The task: Go through the entries and copy every line that has the string "wooden" in it.

Start of Given records

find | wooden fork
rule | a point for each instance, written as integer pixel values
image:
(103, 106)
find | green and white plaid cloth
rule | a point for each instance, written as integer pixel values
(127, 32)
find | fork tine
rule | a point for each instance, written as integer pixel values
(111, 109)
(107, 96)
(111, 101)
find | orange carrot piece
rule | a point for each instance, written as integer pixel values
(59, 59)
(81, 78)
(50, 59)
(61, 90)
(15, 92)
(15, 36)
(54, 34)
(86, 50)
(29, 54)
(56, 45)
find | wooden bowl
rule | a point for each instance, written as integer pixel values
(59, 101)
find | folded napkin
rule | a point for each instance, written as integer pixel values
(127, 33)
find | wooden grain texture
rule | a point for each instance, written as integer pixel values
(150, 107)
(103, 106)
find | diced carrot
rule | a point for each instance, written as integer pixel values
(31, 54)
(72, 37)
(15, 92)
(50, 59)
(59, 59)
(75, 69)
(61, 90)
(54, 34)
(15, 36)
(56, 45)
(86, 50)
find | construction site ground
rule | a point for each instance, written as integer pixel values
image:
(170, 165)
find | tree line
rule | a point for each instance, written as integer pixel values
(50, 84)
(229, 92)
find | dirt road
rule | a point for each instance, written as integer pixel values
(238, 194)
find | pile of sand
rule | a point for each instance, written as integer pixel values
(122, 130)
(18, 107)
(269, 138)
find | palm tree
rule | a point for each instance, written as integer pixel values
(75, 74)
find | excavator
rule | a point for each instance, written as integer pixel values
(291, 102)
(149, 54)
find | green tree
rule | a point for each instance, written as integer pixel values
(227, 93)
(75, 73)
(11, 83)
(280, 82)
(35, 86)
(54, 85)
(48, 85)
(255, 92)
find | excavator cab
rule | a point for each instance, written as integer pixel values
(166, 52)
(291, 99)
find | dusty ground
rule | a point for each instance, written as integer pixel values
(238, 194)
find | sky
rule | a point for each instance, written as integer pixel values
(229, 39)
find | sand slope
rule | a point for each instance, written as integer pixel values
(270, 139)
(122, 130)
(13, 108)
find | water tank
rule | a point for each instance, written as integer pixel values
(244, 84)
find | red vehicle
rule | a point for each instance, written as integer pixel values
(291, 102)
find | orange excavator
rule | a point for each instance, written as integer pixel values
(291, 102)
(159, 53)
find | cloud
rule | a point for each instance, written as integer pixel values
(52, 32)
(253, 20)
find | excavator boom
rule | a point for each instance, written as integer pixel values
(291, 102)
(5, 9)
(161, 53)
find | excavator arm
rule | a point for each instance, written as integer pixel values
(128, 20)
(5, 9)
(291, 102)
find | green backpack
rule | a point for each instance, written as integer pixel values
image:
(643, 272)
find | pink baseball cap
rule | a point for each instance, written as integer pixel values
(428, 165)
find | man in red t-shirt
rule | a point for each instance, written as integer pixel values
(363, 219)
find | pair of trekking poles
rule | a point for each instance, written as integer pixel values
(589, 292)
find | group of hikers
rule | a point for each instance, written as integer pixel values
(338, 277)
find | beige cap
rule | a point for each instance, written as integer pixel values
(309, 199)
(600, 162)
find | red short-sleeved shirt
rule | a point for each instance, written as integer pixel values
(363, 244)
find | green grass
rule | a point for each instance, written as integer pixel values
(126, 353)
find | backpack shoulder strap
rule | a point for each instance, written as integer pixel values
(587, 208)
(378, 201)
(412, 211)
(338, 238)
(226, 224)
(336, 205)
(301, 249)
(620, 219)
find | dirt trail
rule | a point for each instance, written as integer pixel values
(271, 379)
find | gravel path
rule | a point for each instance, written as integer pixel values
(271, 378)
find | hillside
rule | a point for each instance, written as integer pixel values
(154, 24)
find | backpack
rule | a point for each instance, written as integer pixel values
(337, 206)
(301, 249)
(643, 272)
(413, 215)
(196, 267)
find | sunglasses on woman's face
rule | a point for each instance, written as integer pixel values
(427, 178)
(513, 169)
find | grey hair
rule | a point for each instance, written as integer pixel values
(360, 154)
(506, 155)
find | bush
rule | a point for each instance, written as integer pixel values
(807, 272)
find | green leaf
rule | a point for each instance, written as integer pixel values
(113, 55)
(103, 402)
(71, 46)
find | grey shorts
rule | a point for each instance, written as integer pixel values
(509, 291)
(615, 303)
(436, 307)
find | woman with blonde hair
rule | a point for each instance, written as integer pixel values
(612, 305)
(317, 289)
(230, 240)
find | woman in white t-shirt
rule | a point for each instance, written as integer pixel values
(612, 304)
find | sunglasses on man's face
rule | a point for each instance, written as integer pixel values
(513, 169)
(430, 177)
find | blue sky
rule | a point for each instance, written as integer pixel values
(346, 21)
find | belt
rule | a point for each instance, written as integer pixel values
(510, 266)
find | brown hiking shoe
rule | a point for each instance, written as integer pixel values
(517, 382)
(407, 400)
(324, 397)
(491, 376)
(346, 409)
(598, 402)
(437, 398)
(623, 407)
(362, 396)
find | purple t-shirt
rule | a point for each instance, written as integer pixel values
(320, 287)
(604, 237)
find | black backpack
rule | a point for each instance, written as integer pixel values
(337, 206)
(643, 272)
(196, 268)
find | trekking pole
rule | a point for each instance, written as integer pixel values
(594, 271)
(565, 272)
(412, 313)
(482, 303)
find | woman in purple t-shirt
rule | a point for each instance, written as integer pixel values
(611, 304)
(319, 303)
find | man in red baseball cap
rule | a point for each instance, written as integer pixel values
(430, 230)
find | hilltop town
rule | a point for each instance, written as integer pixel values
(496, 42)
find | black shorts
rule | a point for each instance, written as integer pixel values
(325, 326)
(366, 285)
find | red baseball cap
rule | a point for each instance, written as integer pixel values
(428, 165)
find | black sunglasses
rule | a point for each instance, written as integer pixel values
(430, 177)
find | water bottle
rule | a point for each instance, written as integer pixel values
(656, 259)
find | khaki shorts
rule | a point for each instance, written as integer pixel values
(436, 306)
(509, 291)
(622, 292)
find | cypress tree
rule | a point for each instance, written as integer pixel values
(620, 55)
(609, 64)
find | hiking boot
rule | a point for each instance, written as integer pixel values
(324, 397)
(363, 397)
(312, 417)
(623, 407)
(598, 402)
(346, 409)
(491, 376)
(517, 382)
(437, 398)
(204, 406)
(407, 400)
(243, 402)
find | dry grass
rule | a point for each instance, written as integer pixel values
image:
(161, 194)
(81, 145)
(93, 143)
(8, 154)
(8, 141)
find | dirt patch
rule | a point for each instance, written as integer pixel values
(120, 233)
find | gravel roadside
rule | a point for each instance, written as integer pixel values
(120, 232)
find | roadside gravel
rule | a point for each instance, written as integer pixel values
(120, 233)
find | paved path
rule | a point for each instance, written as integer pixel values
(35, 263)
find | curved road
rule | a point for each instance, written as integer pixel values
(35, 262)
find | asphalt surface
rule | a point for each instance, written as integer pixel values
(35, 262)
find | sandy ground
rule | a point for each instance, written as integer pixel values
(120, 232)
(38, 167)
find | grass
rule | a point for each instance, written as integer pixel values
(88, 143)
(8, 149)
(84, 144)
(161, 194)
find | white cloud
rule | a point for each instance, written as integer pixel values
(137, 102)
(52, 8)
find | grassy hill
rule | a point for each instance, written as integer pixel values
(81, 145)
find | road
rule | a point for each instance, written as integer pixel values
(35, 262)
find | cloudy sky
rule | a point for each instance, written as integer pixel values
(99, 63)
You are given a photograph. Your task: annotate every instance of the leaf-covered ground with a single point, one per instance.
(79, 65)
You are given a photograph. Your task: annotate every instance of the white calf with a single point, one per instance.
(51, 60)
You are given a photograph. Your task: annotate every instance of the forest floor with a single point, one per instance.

End of Given records

Problem solution:
find | wooden fork
find | wooden bowl
find | wooden grain texture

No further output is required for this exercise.